作業指示: 「Expected: one point per instance of the short」を含む行から、レコードの最後の行までを一字一句変えずに書き写してください。両端の行も含めます。

╭─ 処理対象データ

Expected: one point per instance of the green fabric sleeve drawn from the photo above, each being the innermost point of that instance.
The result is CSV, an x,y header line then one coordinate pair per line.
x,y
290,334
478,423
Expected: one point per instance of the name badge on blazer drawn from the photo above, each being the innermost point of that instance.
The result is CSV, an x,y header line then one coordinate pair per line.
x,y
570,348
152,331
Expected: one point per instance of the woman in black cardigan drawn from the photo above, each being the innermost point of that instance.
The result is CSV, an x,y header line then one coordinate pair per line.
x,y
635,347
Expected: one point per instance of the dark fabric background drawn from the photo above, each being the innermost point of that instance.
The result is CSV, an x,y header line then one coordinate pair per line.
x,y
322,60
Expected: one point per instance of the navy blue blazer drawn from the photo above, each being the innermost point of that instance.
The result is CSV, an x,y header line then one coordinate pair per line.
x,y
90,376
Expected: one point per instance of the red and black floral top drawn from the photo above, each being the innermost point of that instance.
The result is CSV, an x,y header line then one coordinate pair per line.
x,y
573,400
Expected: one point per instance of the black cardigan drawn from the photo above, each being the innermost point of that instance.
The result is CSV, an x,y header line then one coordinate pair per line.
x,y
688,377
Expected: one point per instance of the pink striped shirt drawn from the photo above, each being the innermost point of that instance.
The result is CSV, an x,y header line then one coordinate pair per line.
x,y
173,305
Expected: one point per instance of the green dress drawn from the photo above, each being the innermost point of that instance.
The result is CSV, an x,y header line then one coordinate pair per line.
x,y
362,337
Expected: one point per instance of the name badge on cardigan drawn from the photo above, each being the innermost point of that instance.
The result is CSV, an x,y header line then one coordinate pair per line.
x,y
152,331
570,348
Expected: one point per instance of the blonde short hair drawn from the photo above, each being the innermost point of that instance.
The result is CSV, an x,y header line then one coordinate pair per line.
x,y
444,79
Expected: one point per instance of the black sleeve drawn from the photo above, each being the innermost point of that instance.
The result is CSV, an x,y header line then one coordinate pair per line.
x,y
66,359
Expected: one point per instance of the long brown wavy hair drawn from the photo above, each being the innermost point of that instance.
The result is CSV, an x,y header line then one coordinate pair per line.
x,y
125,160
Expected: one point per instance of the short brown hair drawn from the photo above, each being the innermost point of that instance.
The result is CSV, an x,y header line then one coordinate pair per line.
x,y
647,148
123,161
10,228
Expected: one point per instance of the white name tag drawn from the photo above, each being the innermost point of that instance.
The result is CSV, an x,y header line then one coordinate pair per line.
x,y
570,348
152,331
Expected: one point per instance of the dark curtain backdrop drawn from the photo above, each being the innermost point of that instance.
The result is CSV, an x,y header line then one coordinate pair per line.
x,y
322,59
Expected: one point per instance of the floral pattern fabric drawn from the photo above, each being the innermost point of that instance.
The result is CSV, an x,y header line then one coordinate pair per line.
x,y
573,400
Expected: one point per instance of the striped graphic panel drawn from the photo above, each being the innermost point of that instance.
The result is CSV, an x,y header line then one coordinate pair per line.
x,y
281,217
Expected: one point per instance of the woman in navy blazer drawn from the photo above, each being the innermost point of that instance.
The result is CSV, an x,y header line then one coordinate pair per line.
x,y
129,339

╰─

解答例:
Expected: one point per instance of the short brown hair drawn from the photo above, each being the innermost point of that instance.
The result is CSV, an x,y header line then one coordinate pair per line.
x,y
647,148
123,161
10,228
Expected: one point per instance of the white name tag drawn from the photo above, each being the innermost point of that instance.
The result is CSV, an x,y header line then one coordinate pair per line.
x,y
570,348
152,331
Expected: one point per instance of the dark curtain backdrop drawn from the photo above, each being the innermost point of that instance.
The result is CSV, an x,y header line then one coordinate pair per line.
x,y
322,59
Expected: one point per instance of the floral pattern fabric drawn from the photo above, each being the innermost point of that instance.
The result is CSV, an x,y header line then one coordinate pair per line.
x,y
573,400
Expected: one point per instance of the striped graphic panel drawn from the photo above, each being the innermost point of that instance.
The result is CSV, an x,y header line then one coordinate pair per line.
x,y
281,217
Expected: one point per instance of the woman in navy blazer drawn from the photo above, each being the innermost point of that instance.
The result is CSV, an x,y header line then one coordinate pair per line.
x,y
129,339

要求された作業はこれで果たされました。